→ Supplied passage:
+ + + + + + +

Circles of Control and Freedom

Despite all my rage, I am still just a rat in a cage.

— The Smashing Pumpkins, Bullet with Butterfly Wings

After listening to the Adam Lanza recordings, I started thinking about different types of anarchism.

For part of his short life, Lanza was a cultural anarchist. He believed that culture was imposed on people during childhood, by a process that he called “bullying”. There is some truth to that view. Norms of belief and behavior are imposed on children by a combination of censorship, indoctrination and incentives. Children are not “free” to develop their “own” beliefs, behaviors and identities. Instead, they have beliefs and behaviors imposed on them, and their identities are shaped by the social environment.

However, Lanza’s critique of culture was one-sided and naive. He did not appreciate the importance of culture: that we depend on it to survive. He also believed in an idealized pre-cultural version of human nature, which he called the “feral self”. The truth is that humans have always had culture (long before Homo sapiens), and we depend on it to survive. We might even depend on culture simply to think, and to be sane. Lanza saw only the dark side of culture, and he had a mythical notion of human nature in the absence of culture.

+ + + + + + +

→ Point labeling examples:
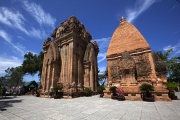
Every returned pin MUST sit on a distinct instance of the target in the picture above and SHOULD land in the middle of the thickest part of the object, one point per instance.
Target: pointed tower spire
(122, 20)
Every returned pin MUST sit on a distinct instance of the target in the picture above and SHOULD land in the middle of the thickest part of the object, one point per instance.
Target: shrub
(113, 89)
(171, 85)
(146, 90)
(87, 91)
(57, 87)
(119, 91)
(100, 89)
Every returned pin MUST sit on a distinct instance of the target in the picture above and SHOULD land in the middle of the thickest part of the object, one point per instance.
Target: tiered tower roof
(126, 38)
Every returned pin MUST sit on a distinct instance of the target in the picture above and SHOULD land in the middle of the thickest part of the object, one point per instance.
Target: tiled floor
(86, 108)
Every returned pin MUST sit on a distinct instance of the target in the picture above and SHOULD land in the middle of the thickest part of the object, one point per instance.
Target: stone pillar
(153, 74)
(86, 74)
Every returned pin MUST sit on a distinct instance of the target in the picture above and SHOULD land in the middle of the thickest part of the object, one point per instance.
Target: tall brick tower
(131, 63)
(70, 59)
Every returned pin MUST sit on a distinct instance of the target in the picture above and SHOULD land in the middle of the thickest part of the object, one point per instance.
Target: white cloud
(140, 7)
(39, 14)
(176, 48)
(37, 33)
(16, 20)
(18, 47)
(12, 19)
(102, 69)
(6, 62)
(5, 36)
(103, 46)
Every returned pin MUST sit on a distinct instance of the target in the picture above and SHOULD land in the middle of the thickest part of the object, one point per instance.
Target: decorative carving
(143, 66)
(72, 25)
(54, 33)
(123, 69)
(160, 66)
(47, 42)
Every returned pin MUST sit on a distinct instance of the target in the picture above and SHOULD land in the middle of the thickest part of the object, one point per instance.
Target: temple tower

+ + + + + + +

→ What is being asked: Repeat the essay on control and freedom word for word, from "For part of" up to and including "the social environment.". The items stand apart from the essay.

→ Response to the exercise:
For part of his short life, Lanza was a cultural anarchist. He believed that culture was imposed on people during childhood, by a process that he called “bullying”. There is some truth to that view. Norms of belief and behavior are imposed on children by a combination of censorship, indoctrination and incentives. Children are not “free” to develop their “own” beliefs, behaviors and identities. Instead, they have beliefs and behaviors imposed on them, and their identities are shaped by the social environment.